# ACTION ITEM
Reproduce the listing below in full and exactly; no pictures belong in the copy.

· · · ·

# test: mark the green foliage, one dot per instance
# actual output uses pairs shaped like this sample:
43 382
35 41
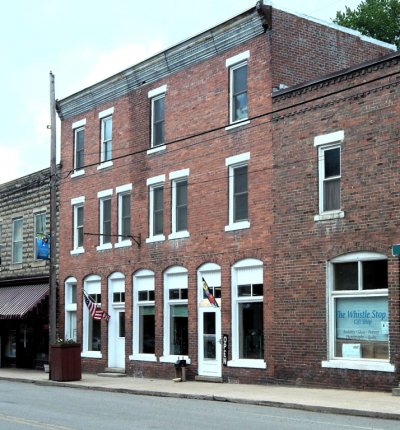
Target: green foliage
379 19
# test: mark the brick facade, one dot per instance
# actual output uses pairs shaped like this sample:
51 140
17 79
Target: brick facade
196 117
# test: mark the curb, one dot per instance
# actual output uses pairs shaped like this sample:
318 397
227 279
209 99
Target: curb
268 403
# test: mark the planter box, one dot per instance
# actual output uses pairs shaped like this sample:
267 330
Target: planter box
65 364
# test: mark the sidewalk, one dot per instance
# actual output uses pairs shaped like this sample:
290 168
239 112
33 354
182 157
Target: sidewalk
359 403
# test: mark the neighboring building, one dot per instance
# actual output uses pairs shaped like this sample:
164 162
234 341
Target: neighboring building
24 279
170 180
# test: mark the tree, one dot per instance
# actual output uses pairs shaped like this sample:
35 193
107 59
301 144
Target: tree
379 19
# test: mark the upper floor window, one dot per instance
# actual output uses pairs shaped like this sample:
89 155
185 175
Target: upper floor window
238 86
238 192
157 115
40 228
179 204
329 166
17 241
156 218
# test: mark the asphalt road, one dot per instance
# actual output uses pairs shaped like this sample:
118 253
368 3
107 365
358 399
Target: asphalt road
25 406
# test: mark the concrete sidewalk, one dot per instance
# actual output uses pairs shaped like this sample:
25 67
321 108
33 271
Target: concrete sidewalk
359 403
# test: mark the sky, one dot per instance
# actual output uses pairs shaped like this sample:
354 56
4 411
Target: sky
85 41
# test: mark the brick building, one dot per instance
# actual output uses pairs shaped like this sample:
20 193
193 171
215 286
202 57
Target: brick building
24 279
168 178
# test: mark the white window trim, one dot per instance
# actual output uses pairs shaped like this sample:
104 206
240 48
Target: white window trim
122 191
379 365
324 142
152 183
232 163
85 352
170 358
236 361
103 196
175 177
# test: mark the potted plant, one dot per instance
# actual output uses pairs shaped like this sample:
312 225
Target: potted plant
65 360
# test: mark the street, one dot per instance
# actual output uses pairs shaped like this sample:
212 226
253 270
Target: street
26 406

· · · ·

# RESPONSE TO THE TASK
# test: mark the green foliage, one dot per instance
# actual output uses pairs shaped like this sample:
43 382
35 41
Target: green foliage
379 19
# test: mark the brick facade, one dot per instance
# actual output uses pairs shaped like this sample:
51 140
17 79
Target: brick facade
196 117
# test: mark the curb, one dot per instance
# actual output uses pairs shaped like this sample:
318 397
227 279
209 99
Target: curb
268 403
# test: mark the planter box, one dot per instance
# actual output uses pairs shaped like this sample:
267 330
Target: planter box
65 364
# test: mark the sidewalk, one dot per instance
# actual output uses pairs shaped like this sample:
290 168
239 112
33 354
182 157
Target: sidewalk
359 403
# test: mark the neighboring building, one dot per instance
# actual output uses pairs shaped like this sample:
164 162
234 341
Target: neighboring building
24 279
170 180
# test: mark the tree, one dot per instance
# actual output uses pairs shaped like this sample:
35 193
107 59
301 144
Target: tree
379 19
# test: mark the upper floor window, one dot per instance
# actual output uses pairs shaped like this sample:
89 155
185 175
Target: upper floor window
238 86
238 192
157 115
40 228
179 204
329 166
17 241
156 218
# test: mark the asphalt road, one dot per instance
# actual output uses pairs shaped like this sample:
118 253
368 3
107 365
358 399
Target: asphalt road
25 406
# test: mark the concrete sidewalk, one dot per instance
# actual output uses pairs shaped like this sample:
25 67
321 108
33 271
Target: concrete sidewalk
359 403
# test: mark the sky, one dot per instance
# actual output uses pairs shaped like this sample:
354 56
4 411
Target: sky
85 41
# test: mark the brick building, one dot per instance
# actual output uses pairs shaped like this sample:
20 193
193 171
215 286
202 57
Target: brick building
24 279
168 178
# test: mark the white window trim, one dot per instance
# actual output uses pairs shaped like this sample:
104 206
240 48
Target: white window trim
122 191
379 365
324 142
152 183
232 163
85 352
170 358
236 361
103 196
175 177
# test: mark the potted plant, one dot per instance
# actual output uses pairs shaped like this sample:
312 225
Target: potted plant
65 360
# test: mark the street, one dot per instance
# actual output uses pairs shaped like this sample:
212 226
253 270
Target: street
26 406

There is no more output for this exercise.